→ To do:
1. List every phrase that the excerpt about Shakespeare says he invented.
2. According to the excerpt about Shakespeare, how many paintings claim to depict the dramatist?

The problem of who Shakespeare was starts from the beginning when Bryson explores the evidence to pin down the visual reference as to what this great playwright looked like. There are at least three paintings that claim to be of the dramatist but neither Bryson nor other scholars before him have been able to say conclusively that which one is really the true and correct portrait of Shakespeare.
 
If that isn't bad enough, the book says that most information about Shakespeare's life is known to us more by conjecture, deduced from fragments of information rather than with any degree of certainty, which is troubling. How did this genius, the man who invented words like zany (which surprisingly to this date sounds trendy), abstemious, antipathy, critical, frugal, dwindle, assassination, well-read, leapfrog and phrases like one fell swoop, vanish into thin air, play fast and loose, go down the primrose path, the milk of human kindness and beggar all description lead a life that is now invisible to us, his readers and admirers in the 21st century?

→ Listed records:
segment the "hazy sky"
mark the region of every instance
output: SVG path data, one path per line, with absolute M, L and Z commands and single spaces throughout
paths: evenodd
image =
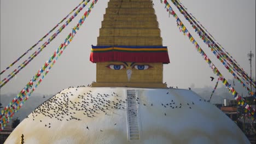
M 36 43 L 80 1 L 1 0 L 1 71 Z M 108 1 L 98 0 L 73 40 L 37 88 L 36 93 L 54 94 L 68 86 L 87 86 L 96 81 L 96 64 L 89 61 L 91 45 L 97 44 L 97 37 Z M 171 3 L 170 1 L 167 1 Z M 188 12 L 195 16 L 248 74 L 249 63 L 247 53 L 252 51 L 254 55 L 252 70 L 255 79 L 255 1 L 181 1 L 188 8 Z M 213 88 L 216 81 L 211 82 L 210 76 L 217 77 L 188 37 L 179 32 L 176 19 L 168 17 L 164 5 L 160 3 L 160 0 L 153 0 L 153 2 L 161 31 L 163 45 L 168 46 L 171 61 L 164 66 L 164 82 L 166 81 L 168 86 L 178 86 L 181 88 L 206 86 Z M 171 6 L 225 77 L 232 79 L 231 75 L 211 53 L 183 15 L 174 5 Z M 1 89 L 1 94 L 18 93 L 24 87 L 71 32 L 71 28 L 77 23 L 84 10 L 16 78 L 14 77 Z M 37 50 L 43 43 L 40 44 L 31 52 Z M 32 52 L 24 57 L 20 63 Z M 20 63 L 19 65 L 15 64 L 11 69 L 13 70 L 20 64 Z M 1 80 L 10 72 L 9 70 L 2 75 Z

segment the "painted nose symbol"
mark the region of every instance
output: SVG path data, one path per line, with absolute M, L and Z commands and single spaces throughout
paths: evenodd
M 128 78 L 128 81 L 130 81 L 131 80 L 131 76 L 132 74 L 132 71 L 130 69 L 126 70 L 127 77 Z

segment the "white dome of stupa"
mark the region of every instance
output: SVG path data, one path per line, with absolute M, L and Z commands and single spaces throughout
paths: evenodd
M 79 87 L 39 106 L 5 143 L 249 143 L 215 106 L 181 89 Z

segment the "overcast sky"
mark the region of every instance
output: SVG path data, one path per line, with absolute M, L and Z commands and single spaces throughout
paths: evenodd
M 36 44 L 80 1 L 1 0 L 1 71 Z M 51 94 L 68 86 L 87 86 L 96 81 L 96 64 L 89 61 L 91 45 L 97 44 L 97 37 L 108 1 L 98 0 L 73 40 L 37 88 L 36 93 Z M 167 1 L 171 3 L 170 1 Z M 254 55 L 252 71 L 255 79 L 255 1 L 181 1 L 188 8 L 188 12 L 193 14 L 248 74 L 249 63 L 247 53 L 252 50 Z M 164 5 L 160 3 L 160 0 L 153 0 L 153 2 L 161 31 L 163 45 L 168 46 L 171 61 L 164 66 L 164 82 L 166 81 L 168 86 L 178 86 L 181 88 L 213 88 L 216 82 L 211 82 L 210 76 L 216 79 L 217 77 L 188 37 L 179 32 L 176 19 L 168 17 Z M 183 15 L 173 4 L 171 6 L 225 77 L 232 79 L 231 75 L 211 53 Z M 63 41 L 84 12 L 84 10 L 15 78 L 2 87 L 1 94 L 18 93 Z M 40 44 L 32 52 L 41 46 L 42 43 Z M 24 57 L 20 63 L 32 52 Z M 11 69 L 16 68 L 20 63 Z M 10 72 L 9 70 L 1 75 L 1 80 Z

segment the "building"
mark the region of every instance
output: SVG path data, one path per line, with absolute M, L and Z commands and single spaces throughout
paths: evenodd
M 192 91 L 167 88 L 150 0 L 110 0 L 92 46 L 92 87 L 63 89 L 38 106 L 7 143 L 248 143 L 224 113 Z

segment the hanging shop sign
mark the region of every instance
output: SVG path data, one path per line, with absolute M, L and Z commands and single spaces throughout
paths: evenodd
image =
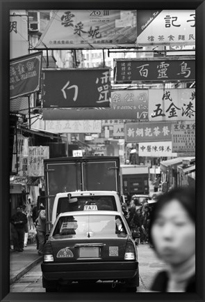
M 30 146 L 28 156 L 28 176 L 44 176 L 44 159 L 49 158 L 49 147 Z
M 195 80 L 195 60 L 185 58 L 117 59 L 115 84 L 131 81 L 161 82 Z
M 44 70 L 43 107 L 110 107 L 110 68 Z
M 113 138 L 124 139 L 124 125 L 122 123 L 113 124 Z
M 127 123 L 124 133 L 126 142 L 170 141 L 172 123 Z
M 10 61 L 10 98 L 30 95 L 40 89 L 42 52 Z
M 135 47 L 136 10 L 54 10 L 35 48 Z
M 193 44 L 195 10 L 138 10 L 138 45 Z
M 172 153 L 172 142 L 153 142 L 139 143 L 139 156 L 148 157 L 177 157 Z
M 28 17 L 10 15 L 10 59 L 28 54 Z
M 138 119 L 148 121 L 148 90 L 115 90 L 111 92 L 110 108 L 78 110 L 43 109 L 44 120 Z
M 195 121 L 172 125 L 172 152 L 195 152 Z
M 195 89 L 149 89 L 149 119 L 195 120 Z
M 55 133 L 100 133 L 101 121 L 46 121 L 47 131 Z

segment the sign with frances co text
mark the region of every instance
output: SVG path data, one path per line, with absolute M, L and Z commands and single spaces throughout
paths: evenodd
M 179 57 L 115 60 L 115 82 L 195 80 L 195 60 Z
M 29 95 L 40 89 L 42 52 L 10 61 L 10 98 Z
M 195 10 L 138 10 L 137 24 L 138 45 L 195 43 Z
M 195 121 L 172 125 L 172 152 L 195 152 Z
M 172 142 L 152 142 L 139 143 L 139 156 L 148 157 L 177 157 L 172 153 Z
M 172 123 L 127 123 L 124 133 L 126 142 L 170 141 L 172 139 Z
M 45 130 L 55 133 L 100 133 L 101 123 L 99 120 L 45 121 Z
M 195 89 L 149 89 L 149 119 L 195 120 Z
M 44 108 L 110 107 L 110 68 L 45 70 L 43 90 Z
M 135 46 L 136 10 L 54 10 L 36 48 L 74 49 Z

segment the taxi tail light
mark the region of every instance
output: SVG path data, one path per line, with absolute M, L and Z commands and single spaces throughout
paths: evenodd
M 124 260 L 135 260 L 136 259 L 136 250 L 134 245 L 132 242 L 128 241 L 126 246 Z
M 43 261 L 44 262 L 54 262 L 54 254 L 52 247 L 50 243 L 44 245 L 43 249 Z

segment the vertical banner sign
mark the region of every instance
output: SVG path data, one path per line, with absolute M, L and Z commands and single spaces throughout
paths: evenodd
M 54 10 L 36 48 L 135 47 L 136 10 Z
M 101 121 L 46 121 L 45 130 L 55 133 L 101 133 Z
M 10 98 L 29 95 L 40 89 L 42 52 L 10 61 Z
M 43 89 L 44 108 L 110 107 L 110 68 L 44 70 Z
M 172 125 L 172 152 L 195 152 L 195 122 L 181 121 Z
M 149 89 L 149 119 L 195 121 L 195 89 Z
M 139 156 L 148 157 L 177 157 L 177 153 L 172 153 L 172 142 L 154 142 L 139 143 Z
M 115 60 L 115 82 L 187 81 L 195 80 L 195 60 L 165 58 Z
M 172 139 L 172 123 L 127 123 L 126 142 L 162 142 Z
M 31 146 L 28 149 L 28 176 L 44 176 L 44 159 L 49 158 L 49 146 Z
M 137 20 L 138 45 L 195 43 L 195 10 L 139 10 Z
M 10 16 L 10 59 L 28 54 L 27 16 Z

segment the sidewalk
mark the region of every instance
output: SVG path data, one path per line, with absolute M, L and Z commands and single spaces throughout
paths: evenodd
M 10 250 L 10 284 L 14 283 L 41 261 L 36 244 L 28 245 L 22 252 Z

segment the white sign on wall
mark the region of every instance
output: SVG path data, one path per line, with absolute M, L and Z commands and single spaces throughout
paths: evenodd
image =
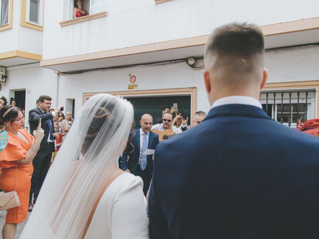
M 128 90 L 138 89 L 138 76 L 137 72 L 134 72 L 129 74 L 129 84 Z

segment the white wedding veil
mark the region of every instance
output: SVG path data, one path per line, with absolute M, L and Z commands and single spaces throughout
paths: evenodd
M 95 95 L 79 110 L 53 162 L 21 238 L 79 239 L 126 145 L 133 107 Z

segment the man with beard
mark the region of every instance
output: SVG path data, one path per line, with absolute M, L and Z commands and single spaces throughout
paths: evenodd
M 166 129 L 171 129 L 175 134 L 181 133 L 181 130 L 174 126 L 172 125 L 173 115 L 170 113 L 166 113 L 163 116 L 163 122 L 154 124 L 152 127 L 152 129 L 158 131 L 164 131 Z
M 129 142 L 119 159 L 119 167 L 139 176 L 143 180 L 143 192 L 146 196 L 153 174 L 153 155 L 147 155 L 148 149 L 155 149 L 159 143 L 159 135 L 151 131 L 153 118 L 148 114 L 143 115 L 140 121 L 141 128 L 135 130 L 132 142 Z M 129 160 L 128 161 L 128 157 Z

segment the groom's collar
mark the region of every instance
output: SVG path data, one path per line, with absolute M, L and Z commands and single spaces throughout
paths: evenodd
M 247 105 L 263 109 L 261 104 L 257 99 L 246 96 L 232 96 L 220 98 L 214 102 L 211 109 L 217 106 L 231 104 Z

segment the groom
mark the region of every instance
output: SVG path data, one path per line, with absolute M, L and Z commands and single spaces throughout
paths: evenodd
M 211 109 L 157 147 L 151 239 L 319 237 L 319 138 L 263 110 L 264 52 L 255 25 L 210 36 L 203 76 Z

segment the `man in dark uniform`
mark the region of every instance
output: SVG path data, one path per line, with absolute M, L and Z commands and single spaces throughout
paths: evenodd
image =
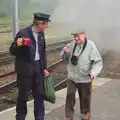
M 30 90 L 34 98 L 35 120 L 44 120 L 44 75 L 48 76 L 44 30 L 50 15 L 35 13 L 33 24 L 21 29 L 10 47 L 16 57 L 15 70 L 19 83 L 16 120 L 25 120 Z

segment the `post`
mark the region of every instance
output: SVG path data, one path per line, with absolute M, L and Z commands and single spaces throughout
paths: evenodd
M 15 38 L 17 32 L 18 32 L 18 0 L 12 0 L 12 29 L 13 29 L 13 39 Z

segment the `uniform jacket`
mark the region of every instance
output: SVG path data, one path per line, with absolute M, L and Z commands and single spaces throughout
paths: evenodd
M 39 55 L 41 68 L 46 69 L 46 43 L 44 38 L 44 33 L 40 34 L 41 40 L 38 41 Z M 17 47 L 16 40 L 18 38 L 27 37 L 30 39 L 29 46 Z M 15 56 L 15 70 L 21 75 L 30 75 L 34 70 L 35 63 L 35 53 L 36 53 L 36 41 L 32 33 L 32 25 L 21 29 L 17 35 L 12 45 L 10 46 L 10 53 Z
M 101 69 L 102 69 L 102 58 L 96 48 L 96 45 L 90 41 L 87 40 L 87 45 L 82 54 L 79 56 L 79 61 L 76 66 L 72 65 L 71 63 L 71 57 L 73 48 L 75 45 L 75 41 L 72 41 L 69 43 L 66 47 L 68 48 L 68 53 L 61 52 L 62 58 L 68 57 L 68 78 L 78 82 L 78 83 L 86 83 L 90 82 L 90 74 L 94 75 L 96 77 Z M 75 54 L 77 55 L 77 51 L 82 51 L 83 45 L 78 45 L 75 50 Z M 79 54 L 79 53 L 78 53 Z

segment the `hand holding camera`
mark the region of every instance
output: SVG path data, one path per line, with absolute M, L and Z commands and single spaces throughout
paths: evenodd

→ Answers given:
1.
one fell swoop
vanish into thin air
play fast and loose
go down the primrose path
the milk of human kindness
beggar all description

2. At least three.